### Problems to work on:
(a) Answer these questions from the post about the Cumberland trip:
(i) What was the gallery show called?
(ii) Roughly what percentage of entries were cut from the show?
(iii) Which state park did the group head to on Sunday?
(b) Decide whether each statement agrees with the post about the Cumberland trip, and support each answer with the deciding words of the post:
(i) Only some of the works the writer submitted were accepted.
(ii) The cheaper hotels were in Garrett County.
(iii) The writer understands how people get their names into the rocks.
(c) Write the next part of the post about the Cumberland trip, picking up after its final sentence.

### Quoted text:

══════════

This past weekend, we traveled to Cumberland to attend the closing reception for a gallery show called "Fresh Produce." I submitted three works to the show (Sweet 100, Swiss Miss and Strata-licious), and all of them were accepted, while about 25% of entries were cut, which is pretty darned good if you ask me.

Anyway, since we were all the way up there, and since the cheaper hotels were out in Garrett County, and since we just bought a kick-ass new DSLR, we decided it would be a good idea to head out to Swallow Falls State Park on Sunday.

And while the woods and the mountain streams and rivers and waterfalls and fall colors are wonderful and beautiful, the thing that never fails to impress me is the human desire to have existed. I expect to find names carved into dead trees and benches and stairs and railings, but I can't quite figure out how they get their names into the rocks because I am guessing they don't bring lasers or sand blasters with them.

══════════

Stored data
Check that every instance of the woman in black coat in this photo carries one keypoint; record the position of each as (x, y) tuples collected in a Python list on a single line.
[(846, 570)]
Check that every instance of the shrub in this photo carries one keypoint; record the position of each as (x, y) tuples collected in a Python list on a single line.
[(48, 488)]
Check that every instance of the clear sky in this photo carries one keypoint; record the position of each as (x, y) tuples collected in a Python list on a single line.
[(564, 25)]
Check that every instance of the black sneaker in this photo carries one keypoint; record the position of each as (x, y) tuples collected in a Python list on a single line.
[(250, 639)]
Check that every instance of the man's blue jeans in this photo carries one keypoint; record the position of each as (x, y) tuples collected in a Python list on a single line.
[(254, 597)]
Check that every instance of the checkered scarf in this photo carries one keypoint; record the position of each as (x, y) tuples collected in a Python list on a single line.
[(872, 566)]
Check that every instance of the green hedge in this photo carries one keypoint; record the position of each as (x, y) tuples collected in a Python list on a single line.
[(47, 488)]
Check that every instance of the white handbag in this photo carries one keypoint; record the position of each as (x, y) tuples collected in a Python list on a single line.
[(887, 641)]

══════════

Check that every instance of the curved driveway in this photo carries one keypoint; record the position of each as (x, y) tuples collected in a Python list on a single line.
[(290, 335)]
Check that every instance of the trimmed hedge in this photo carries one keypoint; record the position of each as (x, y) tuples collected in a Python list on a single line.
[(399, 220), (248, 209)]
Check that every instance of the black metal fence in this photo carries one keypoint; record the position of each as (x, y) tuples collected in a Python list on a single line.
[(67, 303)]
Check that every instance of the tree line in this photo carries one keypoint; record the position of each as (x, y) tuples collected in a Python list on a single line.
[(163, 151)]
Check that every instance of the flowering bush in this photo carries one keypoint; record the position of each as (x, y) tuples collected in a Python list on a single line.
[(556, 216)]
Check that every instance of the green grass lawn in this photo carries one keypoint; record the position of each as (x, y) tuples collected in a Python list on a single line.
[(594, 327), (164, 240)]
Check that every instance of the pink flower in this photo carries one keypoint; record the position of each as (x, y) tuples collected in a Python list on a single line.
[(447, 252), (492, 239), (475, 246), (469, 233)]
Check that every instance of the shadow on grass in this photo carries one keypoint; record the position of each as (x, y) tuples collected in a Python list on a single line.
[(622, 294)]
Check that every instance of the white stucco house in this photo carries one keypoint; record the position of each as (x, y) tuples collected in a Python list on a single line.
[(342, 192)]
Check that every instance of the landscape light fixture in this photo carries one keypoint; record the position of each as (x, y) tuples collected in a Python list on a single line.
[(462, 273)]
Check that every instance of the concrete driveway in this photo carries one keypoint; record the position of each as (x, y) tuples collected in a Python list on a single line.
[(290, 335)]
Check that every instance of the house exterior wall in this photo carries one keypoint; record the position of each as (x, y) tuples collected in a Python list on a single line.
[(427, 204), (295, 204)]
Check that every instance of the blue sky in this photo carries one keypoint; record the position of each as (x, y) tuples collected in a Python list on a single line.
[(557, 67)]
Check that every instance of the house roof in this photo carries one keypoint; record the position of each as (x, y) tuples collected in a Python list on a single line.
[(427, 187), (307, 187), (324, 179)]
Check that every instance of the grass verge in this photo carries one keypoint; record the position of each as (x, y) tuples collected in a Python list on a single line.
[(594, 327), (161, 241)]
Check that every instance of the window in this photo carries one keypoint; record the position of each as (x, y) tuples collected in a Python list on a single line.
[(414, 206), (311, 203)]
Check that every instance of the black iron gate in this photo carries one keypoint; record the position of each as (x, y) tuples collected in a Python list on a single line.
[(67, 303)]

══════════

### Results for each task:
(a)
(i) "Fresh Produce"
(ii) About 25%
(iii) Swallow Falls State Park

(b)
(i) No: "all of them were accepted"
(ii) Yes: "the cheaper hotels were out in Garrett County"
(iii) No: "I can't quite figure out how they get their names into the rocks"

(c)
This time, we discovered Bob Maroney, 6-16-19:



I only wonder if Bob was really there on June 16, 1919, or 1819, or even 1719, or whether he was there on like June 16, 1983 and just ran out of time or got tired of carving into the rock, or perhaps an unexpected rush of water swept poor Bob over the edge and down the mountain. Or maybe he was eaten by a bear.

So, believing that Keith and I also deserve to have our names immortalized on the rock, I set out to do just that, only feet away from where Bob Maroney once sat, carve-carve-carving away so that even if he achieved nothing else, all who came to this spot on the edge of Muddy Creek Falls when the water was running low would know that Bob Maroney saw it too--long ago--that life is transient, fleeting, frivolous, while the rocks, the trees, the water--they keep the stories of our sacred selves forever.

Unfortunately I'd left the hydrocutter in the car.